[DIRECTIONS]
Copy the data exactly as it appears, and do not include any pictures.

[DATA EXTRACT]
....................

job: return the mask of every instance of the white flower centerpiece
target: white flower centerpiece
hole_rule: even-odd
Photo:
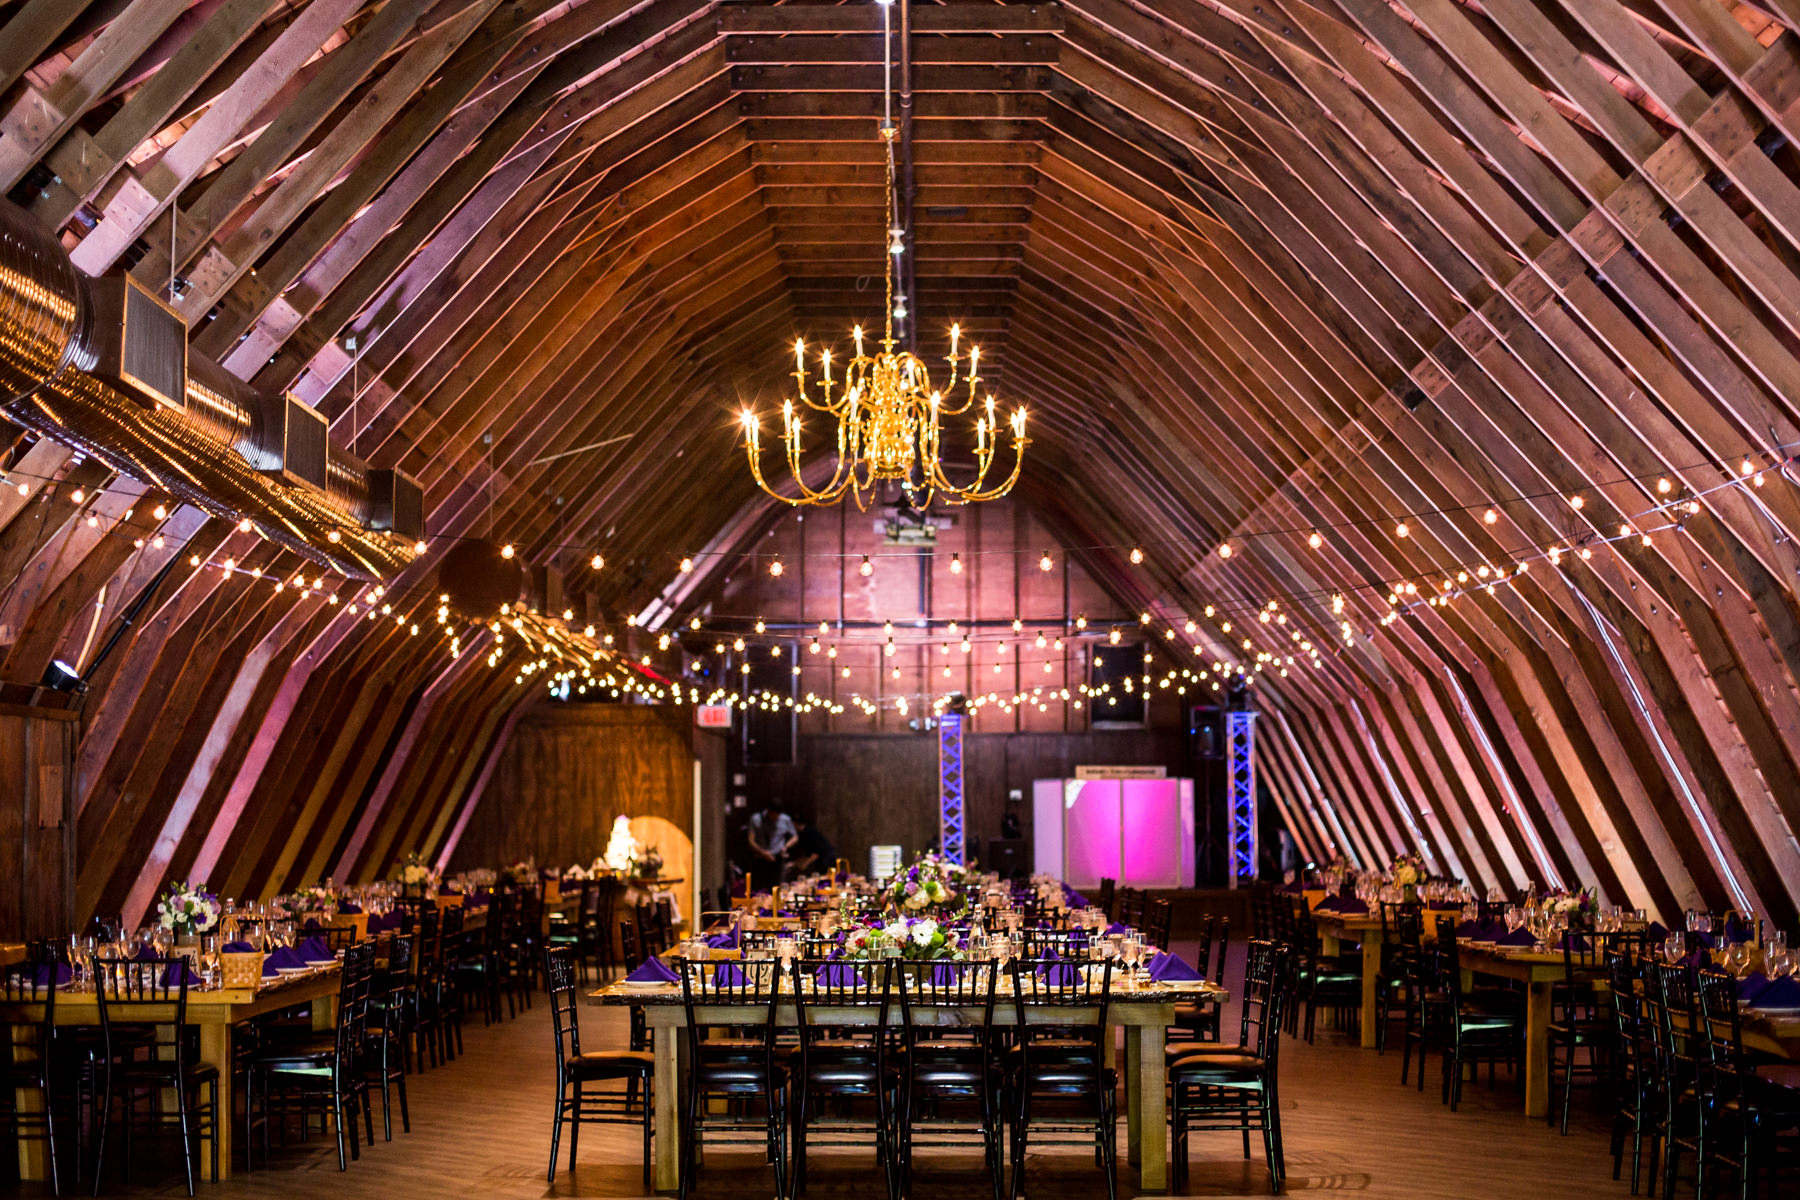
[[[910,867],[894,872],[887,885],[888,905],[911,916],[943,917],[967,904],[963,884],[968,869],[937,854],[921,854]]]
[[[417,851],[406,856],[395,877],[400,890],[409,896],[423,896],[438,886],[437,868],[420,858]]]

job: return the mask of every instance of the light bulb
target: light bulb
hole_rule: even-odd
[[[423,554],[423,553],[425,553],[426,549],[427,549],[427,547],[425,545],[424,538],[420,538],[418,541],[413,543],[413,553],[414,554]]]
[[[952,554],[950,556],[950,573],[952,575],[962,574],[962,555]]]
[[[684,558],[681,560],[681,573],[683,575],[692,575],[694,573],[694,560],[693,559]]]
[[[769,564],[769,574],[773,575],[777,579],[781,578],[781,572],[783,569],[784,568],[782,567],[781,560],[779,558]]]
[[[1398,525],[1394,526],[1394,536],[1395,537],[1405,537],[1407,534],[1409,534],[1411,532],[1412,532],[1412,530],[1407,527],[1407,524],[1405,521],[1402,521]]]
[[[1220,558],[1230,558],[1231,557],[1231,543],[1230,542],[1220,542],[1219,543],[1219,557]]]
[[[861,575],[864,579],[867,579],[875,573],[875,564],[869,561],[868,555],[863,555],[862,565],[856,568],[856,573]]]
[[[1133,546],[1131,548],[1131,561],[1134,565],[1142,564],[1144,561],[1144,552],[1136,546]]]
[[[1486,521],[1489,525],[1492,525],[1494,522],[1496,522],[1500,519],[1500,514],[1490,508],[1486,512],[1481,514],[1481,519],[1483,521]]]
[[[1325,539],[1320,537],[1319,531],[1315,529],[1312,531],[1312,536],[1306,539],[1306,544],[1311,546],[1314,550],[1317,550],[1320,546],[1325,544]]]
[[[508,542],[508,543],[506,543],[506,545],[500,547],[500,557],[501,558],[510,559],[514,553],[515,553],[515,551],[513,550],[513,546],[512,546],[511,542]]]
[[[606,559],[602,558],[598,554],[596,554],[596,555],[594,555],[594,557],[588,559],[588,566],[592,567],[596,571],[598,571],[601,567],[604,567],[605,565],[606,565]]]
[[[1038,570],[1040,571],[1048,571],[1054,565],[1055,564],[1050,561],[1050,552],[1048,550],[1044,551],[1038,558]]]

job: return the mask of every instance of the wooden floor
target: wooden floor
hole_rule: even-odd
[[[278,1152],[275,1161],[200,1194],[229,1200],[524,1200],[542,1196],[640,1196],[636,1131],[589,1127],[581,1163],[544,1181],[550,1144],[552,1059],[549,1013],[540,1003],[511,1022],[468,1031],[467,1053],[450,1066],[411,1080],[413,1132],[377,1141],[340,1174],[330,1142],[317,1135]],[[1235,1017],[1232,1018],[1235,1020]],[[618,1010],[584,1011],[585,1043],[622,1040]],[[1288,1191],[1354,1192],[1372,1200],[1556,1200],[1624,1197],[1612,1180],[1606,1124],[1598,1097],[1578,1096],[1568,1137],[1520,1114],[1517,1091],[1502,1078],[1465,1090],[1461,1111],[1439,1105],[1434,1074],[1423,1095],[1399,1084],[1397,1053],[1378,1057],[1342,1034],[1321,1030],[1317,1044],[1284,1045],[1282,1123],[1288,1146]],[[396,1127],[397,1128],[397,1127]],[[376,1113],[380,1134],[380,1113]],[[1120,1123],[1120,1194],[1135,1196],[1135,1172],[1124,1164]],[[566,1153],[566,1152],[565,1152]],[[1245,1162],[1235,1135],[1196,1142],[1189,1192],[1199,1196],[1268,1194],[1261,1147]],[[566,1157],[565,1157],[566,1161]],[[815,1152],[807,1195],[874,1200],[880,1176],[870,1159],[848,1150]],[[183,1194],[178,1174],[144,1171],[130,1194]],[[991,1196],[977,1152],[927,1158],[915,1181],[919,1200],[985,1200]],[[178,1171],[179,1165],[176,1164]],[[1104,1196],[1091,1154],[1034,1154],[1027,1169],[1031,1200]],[[85,1189],[84,1189],[85,1190]],[[116,1189],[108,1189],[116,1194]],[[698,1196],[774,1194],[773,1176],[752,1155],[709,1154]]]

....................

[WRITTEN SOLUTION]
job: return the mask of every instance of the white flower centerpiece
target: white flower centerpiece
hole_rule: even-odd
Photo:
[[[910,867],[894,872],[887,885],[888,905],[911,916],[943,917],[967,904],[963,884],[968,869],[937,854],[921,854]]]
[[[417,851],[406,856],[395,877],[400,890],[409,896],[423,896],[438,886],[437,868],[420,858]]]

job: return the mask of every instance of the light bulb
target: light bulb
hole_rule: even-odd
[[[423,554],[423,553],[425,553],[426,549],[427,549],[427,547],[425,545],[424,538],[420,538],[418,541],[413,543],[413,553],[414,554]]]
[[[952,554],[950,556],[950,573],[952,575],[962,574],[962,555]]]
[[[684,558],[681,560],[681,573],[683,575],[692,575],[694,573],[694,560],[693,559]]]
[[[769,564],[769,574],[773,575],[777,579],[781,578],[781,572],[783,569],[784,568],[782,567],[781,560],[779,558]]]
[[[1398,525],[1394,526],[1394,536],[1395,537],[1405,537],[1407,534],[1409,534],[1411,532],[1412,532],[1412,530],[1407,527],[1407,524],[1405,521],[1402,521]]]
[[[1220,558],[1230,558],[1231,557],[1231,543],[1230,542],[1220,542],[1219,543],[1219,557]]]
[[[861,575],[864,579],[867,579],[875,573],[875,564],[869,561],[868,555],[863,555],[862,565],[856,568],[856,573]]]
[[[1133,546],[1131,548],[1131,561],[1134,565],[1142,564],[1144,561],[1144,552],[1136,546]]]
[[[1486,521],[1489,525],[1492,525],[1494,522],[1496,522],[1500,519],[1500,514],[1490,508],[1486,512],[1481,514],[1481,519],[1483,521]]]
[[[1325,539],[1320,537],[1319,531],[1315,529],[1312,531],[1312,536],[1306,539],[1306,544],[1311,546],[1314,550],[1317,550],[1320,546],[1325,544]]]
[[[508,542],[508,543],[506,543],[506,545],[500,547],[500,557],[501,558],[510,559],[514,553],[515,553],[515,551],[513,550],[513,546],[512,546],[511,542]]]
[[[606,559],[602,558],[598,554],[596,554],[596,555],[594,555],[594,557],[588,559],[588,566],[592,567],[596,571],[598,571],[601,567],[604,567],[605,565],[606,565]]]
[[[1038,570],[1040,571],[1048,571],[1054,565],[1055,564],[1050,561],[1050,552],[1048,550],[1044,551],[1038,558]]]

job: return the mask of every instance of the wooden floor
target: wooden floor
hole_rule: even-odd
[[[278,1152],[275,1161],[200,1194],[229,1200],[524,1200],[542,1196],[640,1196],[636,1131],[589,1127],[581,1163],[544,1181],[550,1144],[552,1059],[549,1013],[540,1003],[511,1022],[468,1031],[467,1053],[450,1066],[411,1080],[413,1132],[377,1141],[340,1174],[330,1142],[317,1135]],[[1235,1017],[1232,1018],[1235,1020]],[[618,1010],[584,1011],[585,1043],[622,1040]],[[1288,1191],[1354,1192],[1372,1200],[1556,1200],[1624,1197],[1612,1180],[1606,1124],[1598,1097],[1578,1096],[1568,1137],[1520,1114],[1517,1091],[1502,1078],[1465,1090],[1461,1111],[1439,1105],[1434,1074],[1423,1095],[1399,1084],[1397,1053],[1378,1057],[1342,1034],[1321,1030],[1317,1044],[1284,1045],[1282,1123],[1288,1146]],[[396,1127],[397,1128],[397,1127]],[[376,1113],[380,1134],[380,1113]],[[1120,1123],[1120,1194],[1135,1196],[1135,1172],[1124,1164]],[[566,1153],[566,1152],[565,1152]],[[1245,1162],[1235,1135],[1196,1142],[1189,1192],[1199,1196],[1268,1194],[1261,1147]],[[566,1157],[565,1157],[566,1161]],[[815,1152],[807,1195],[874,1200],[880,1176],[870,1159],[848,1150]],[[183,1194],[178,1174],[144,1171],[130,1194]],[[991,1196],[977,1152],[927,1158],[915,1181],[919,1200],[985,1200]],[[178,1171],[179,1165],[176,1164]],[[1104,1196],[1091,1154],[1034,1154],[1027,1169],[1031,1200]],[[85,1189],[84,1189],[85,1190]],[[116,1189],[108,1189],[116,1194]],[[698,1196],[774,1194],[773,1176],[752,1155],[709,1154]]]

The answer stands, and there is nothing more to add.